GIVEN TEXT section start

The broader context matters here. The last few years taught many companies to scale quickly, hire aggressively, and then face reality checks as capital markets tightened and growth slowed. In that environment, AI became the story that could connect the dots: new tools, new workflows, and a narrative that the workforce can be optimized. But if the original hiring wave was too optimistic, or the performance bar was too low, then cutting staff later becomes about correcting a forecast mismatch. Lonsdale’s claim is that “AI productivity” is sometimes used to paper over those earlier decisions.
Lonsdale is not arguing that AI is irrelevant. He is invested in it. The source says he is a general partner at 8VC, which has investments in several AI companies. In a comment, Lonsdale wrote, “I believe in higher productivity thanks to AI,” and added, “I also know what hundreds of companies are doing.” That combination is important: the critique is aimed at the accountability framing, not at AI’s existence. Even if AI does help teams do more with fewer resources, the “reason” for layoffs is still a governance and execution question. Boards and executives have to answer whether the layoffs are tied to real operational transformation or to earlier over-hiring and slower-than-budgeted growth.
The pushback around these AI-labeled layoffs also has high-profile echoes. In February, OpenAI CEO Sam Altman said companies were “AI-washing” layoffs, adding that people blame AI for layoffs that they would otherwise do. The source also notes that Block CEO Jack Dorsey has faced accusations that he masked a correction to over-hiring during the pandemic, and that he responded it was true but “misses all the complexity.” Taken together, the public debate is turning into a credibility problem: when layoffs happen, the narrative choice becomes part of the fight, not just the staffing reduction itself.
And this is spreading beyond Palantir. The source says venture capitalist Marc Andreessen cosigned Lonsdale’s message. Khosla Ventures partner Jon Chu also cosigned and called out “Meta and Square as clear examples.” On the employee-side of the discussion, Gannon McCollum, a staffer at Elon Musk's xAI, commented that the AI excuse “sounds a lot better than leadership admitting they failed to manage their growth.” Lonsdale responded with a bullseye emoji. Others piled on too: Dockvine founder Sid Jain called it the “PR machine,” and Fuse founder Alan Chang asked, “If leaders can't admit their own mistakes, how can they expect employees to admit theirs?” The pattern is clear: in a world where AI is the default answer for many performance narratives, skeptical voices are testing whether the explanation is real or just well-branded.
So what does this mean for decision-makers right now? First, if your company is preparing layoffs or justifying a workforce reset, expect scrutiny on whether “AI productivity” matches your actual operational changes. Second, if your company hired aggressively in the 2021-2023 wave or is missing growth targets versus budget, Lonsdale’s framing suggests leadership may be under pressure to own the real source of the adjustment. Finally, even if AI can drive genuine efficiency, the strategic stake is trust: employees watch the memo language, investors read between the lines, and the market learns fast. Lonsdale’s core point is not that AI is fake. It is that accountability cannot be outsourced to a technology trend.
In the end, this is a governance question dressed in tech clothing. AI is reshaping how software companies build and deliver value, but layoffs remain a business decision with human consequences. If leaders use AI productivity as a cover story, they risk turning restructuring into a credibility crisis. And if they do it transparently, they can still make a serious case: that AI has truly changed the work, the organization, and the path to growth. The difference will be what executives choose to admit and what employees believe.

GIVEN TEXT section end
PROVIDED DATA section start

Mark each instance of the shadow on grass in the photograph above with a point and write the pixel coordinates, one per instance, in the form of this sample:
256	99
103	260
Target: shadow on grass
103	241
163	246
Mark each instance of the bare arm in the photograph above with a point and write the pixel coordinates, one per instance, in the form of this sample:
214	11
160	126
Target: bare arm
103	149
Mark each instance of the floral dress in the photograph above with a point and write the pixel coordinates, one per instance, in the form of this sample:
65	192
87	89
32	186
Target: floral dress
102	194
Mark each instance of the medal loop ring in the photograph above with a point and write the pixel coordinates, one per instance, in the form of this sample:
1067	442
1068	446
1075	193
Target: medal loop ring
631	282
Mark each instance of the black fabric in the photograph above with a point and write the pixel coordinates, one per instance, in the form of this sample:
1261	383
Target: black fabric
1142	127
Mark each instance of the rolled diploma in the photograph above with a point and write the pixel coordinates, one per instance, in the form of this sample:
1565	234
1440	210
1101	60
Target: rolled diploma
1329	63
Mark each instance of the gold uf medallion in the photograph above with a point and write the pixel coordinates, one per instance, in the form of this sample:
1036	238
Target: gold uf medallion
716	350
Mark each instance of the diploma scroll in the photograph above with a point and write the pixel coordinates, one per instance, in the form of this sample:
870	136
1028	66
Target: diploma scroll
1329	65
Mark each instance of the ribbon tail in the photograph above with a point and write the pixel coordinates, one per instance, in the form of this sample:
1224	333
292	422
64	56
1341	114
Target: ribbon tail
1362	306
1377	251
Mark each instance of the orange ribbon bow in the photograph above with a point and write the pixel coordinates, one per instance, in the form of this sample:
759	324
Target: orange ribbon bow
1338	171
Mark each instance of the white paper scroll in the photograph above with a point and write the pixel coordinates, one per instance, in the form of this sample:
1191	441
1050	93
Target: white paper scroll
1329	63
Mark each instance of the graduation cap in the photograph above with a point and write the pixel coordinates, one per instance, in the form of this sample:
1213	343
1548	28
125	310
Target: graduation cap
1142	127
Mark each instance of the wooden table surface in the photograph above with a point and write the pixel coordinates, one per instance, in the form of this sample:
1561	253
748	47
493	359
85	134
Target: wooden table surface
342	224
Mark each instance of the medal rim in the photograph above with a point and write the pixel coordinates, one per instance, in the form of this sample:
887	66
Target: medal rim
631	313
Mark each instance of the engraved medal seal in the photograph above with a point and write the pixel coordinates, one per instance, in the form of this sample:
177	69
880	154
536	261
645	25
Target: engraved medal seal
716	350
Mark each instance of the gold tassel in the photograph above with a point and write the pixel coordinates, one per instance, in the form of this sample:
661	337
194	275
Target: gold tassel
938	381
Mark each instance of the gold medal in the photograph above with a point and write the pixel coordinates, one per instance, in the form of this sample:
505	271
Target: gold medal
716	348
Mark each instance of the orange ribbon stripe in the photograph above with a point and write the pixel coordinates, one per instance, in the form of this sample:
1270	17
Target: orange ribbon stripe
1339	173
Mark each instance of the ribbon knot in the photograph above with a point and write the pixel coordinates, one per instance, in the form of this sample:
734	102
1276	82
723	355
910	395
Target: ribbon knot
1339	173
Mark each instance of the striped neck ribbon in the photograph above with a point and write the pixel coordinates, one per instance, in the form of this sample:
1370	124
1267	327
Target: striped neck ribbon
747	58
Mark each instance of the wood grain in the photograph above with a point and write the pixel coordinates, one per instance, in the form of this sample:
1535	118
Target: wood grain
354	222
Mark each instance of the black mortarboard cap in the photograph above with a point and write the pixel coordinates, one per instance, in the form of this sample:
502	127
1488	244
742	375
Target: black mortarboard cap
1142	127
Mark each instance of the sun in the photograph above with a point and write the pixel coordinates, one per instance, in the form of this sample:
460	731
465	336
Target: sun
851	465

PROVIDED DATA section end

### WHAT IS EXPECTED:
Write out, word for word, the part of the article on AI-labeled layoffs above that starts with the words "The pushback around" and ends with "staffing reduction itself.".

### RESPONSE TO THIS EXERCISE:
The pushback around these AI-labeled layoffs also has high-profile echoes. In February, OpenAI CEO Sam Altman said companies were “AI-washing” layoffs, adding that people blame AI for layoffs that they would otherwise do. The source also notes that Block CEO Jack Dorsey has faced accusations that he masked a correction to over-hiring during the pandemic, and that he responded it was true but “misses all the complexity.” Taken together, the public debate is turning into a credibility problem: when layoffs happen, the narrative choice becomes part of the fight, not just the staffing reduction itself.